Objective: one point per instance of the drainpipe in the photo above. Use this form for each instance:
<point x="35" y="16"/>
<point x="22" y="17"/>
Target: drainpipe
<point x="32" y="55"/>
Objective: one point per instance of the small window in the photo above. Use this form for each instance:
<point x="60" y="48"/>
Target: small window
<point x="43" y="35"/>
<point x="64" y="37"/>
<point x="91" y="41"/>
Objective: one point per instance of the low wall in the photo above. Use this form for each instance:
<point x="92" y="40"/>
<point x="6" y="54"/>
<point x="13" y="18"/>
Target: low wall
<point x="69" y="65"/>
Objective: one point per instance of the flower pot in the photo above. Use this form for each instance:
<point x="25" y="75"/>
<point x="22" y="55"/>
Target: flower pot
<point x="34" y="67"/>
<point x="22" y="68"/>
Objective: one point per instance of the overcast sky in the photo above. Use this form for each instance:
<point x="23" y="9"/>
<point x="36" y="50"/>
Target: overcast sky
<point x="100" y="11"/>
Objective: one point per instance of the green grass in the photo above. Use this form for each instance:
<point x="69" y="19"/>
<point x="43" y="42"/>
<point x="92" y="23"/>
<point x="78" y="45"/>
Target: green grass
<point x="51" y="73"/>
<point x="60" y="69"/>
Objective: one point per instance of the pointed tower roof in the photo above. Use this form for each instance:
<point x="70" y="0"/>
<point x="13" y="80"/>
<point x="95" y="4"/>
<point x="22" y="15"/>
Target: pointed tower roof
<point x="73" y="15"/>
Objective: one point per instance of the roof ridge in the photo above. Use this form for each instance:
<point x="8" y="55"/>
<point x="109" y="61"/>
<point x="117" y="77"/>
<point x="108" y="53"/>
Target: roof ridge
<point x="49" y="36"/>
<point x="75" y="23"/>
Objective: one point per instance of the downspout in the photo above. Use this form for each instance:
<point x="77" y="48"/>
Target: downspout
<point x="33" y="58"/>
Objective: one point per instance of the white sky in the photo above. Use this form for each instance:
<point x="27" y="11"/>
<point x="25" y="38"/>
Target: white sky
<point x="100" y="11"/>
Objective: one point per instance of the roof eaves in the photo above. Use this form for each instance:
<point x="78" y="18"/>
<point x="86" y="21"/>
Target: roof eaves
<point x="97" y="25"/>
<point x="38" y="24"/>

=-=-=-=-=

**What you have to do:**
Reproduce every line of the items above verbatim, with no changes.

**The answer:**
Objective: one point per instance of the drainpipe in the photo above. Use this form for each instance:
<point x="35" y="16"/>
<point x="22" y="17"/>
Target: drainpipe
<point x="32" y="55"/>
Objective: one point per instance of the small window in the photo above. Use this form for each instance:
<point x="60" y="48"/>
Target: small window
<point x="43" y="35"/>
<point x="64" y="37"/>
<point x="91" y="41"/>
Objective: one point per instance of the low wall in the photo above. Use this form for each instance:
<point x="92" y="40"/>
<point x="6" y="54"/>
<point x="13" y="18"/>
Target: low wall
<point x="69" y="65"/>
Objective: one point per instance of the flower pot in the photo above. Use this form for each instance:
<point x="25" y="75"/>
<point x="22" y="55"/>
Target: flower pot
<point x="34" y="67"/>
<point x="22" y="68"/>
Objective: one point per instance of the overcast sky in the photo above. Use this form for each instance:
<point x="23" y="9"/>
<point x="36" y="50"/>
Target: overcast sky
<point x="100" y="11"/>
Objective: one point per instance of the green grass in the photo above. Use this form for each instance:
<point x="69" y="19"/>
<point x="43" y="42"/>
<point x="92" y="23"/>
<point x="78" y="45"/>
Target: green grass
<point x="51" y="73"/>
<point x="60" y="69"/>
Objective: one point per instance of the pointed tower roof in the photo above. Use this form for each instance:
<point x="70" y="0"/>
<point x="13" y="80"/>
<point x="95" y="4"/>
<point x="22" y="15"/>
Target: pointed tower roof
<point x="73" y="15"/>
Objective: one point per instance of the roof ridge in the photo above. Use this form for each instance:
<point x="8" y="55"/>
<point x="109" y="61"/>
<point x="117" y="77"/>
<point x="108" y="53"/>
Target: roof ridge
<point x="49" y="36"/>
<point x="75" y="23"/>
Objective: one point per instance of the downspout in the photo above. Use this form for each instance:
<point x="77" y="48"/>
Target: downspout
<point x="33" y="58"/>
Objective: one point per instance of the white sky in the photo above. Use this form for each instance:
<point x="27" y="11"/>
<point x="25" y="38"/>
Target: white sky
<point x="100" y="11"/>
Objective: one point per instance of the roof eaves in the photo above. Use this form for each instance:
<point x="78" y="18"/>
<point x="86" y="21"/>
Target: roof eaves
<point x="97" y="25"/>
<point x="38" y="24"/>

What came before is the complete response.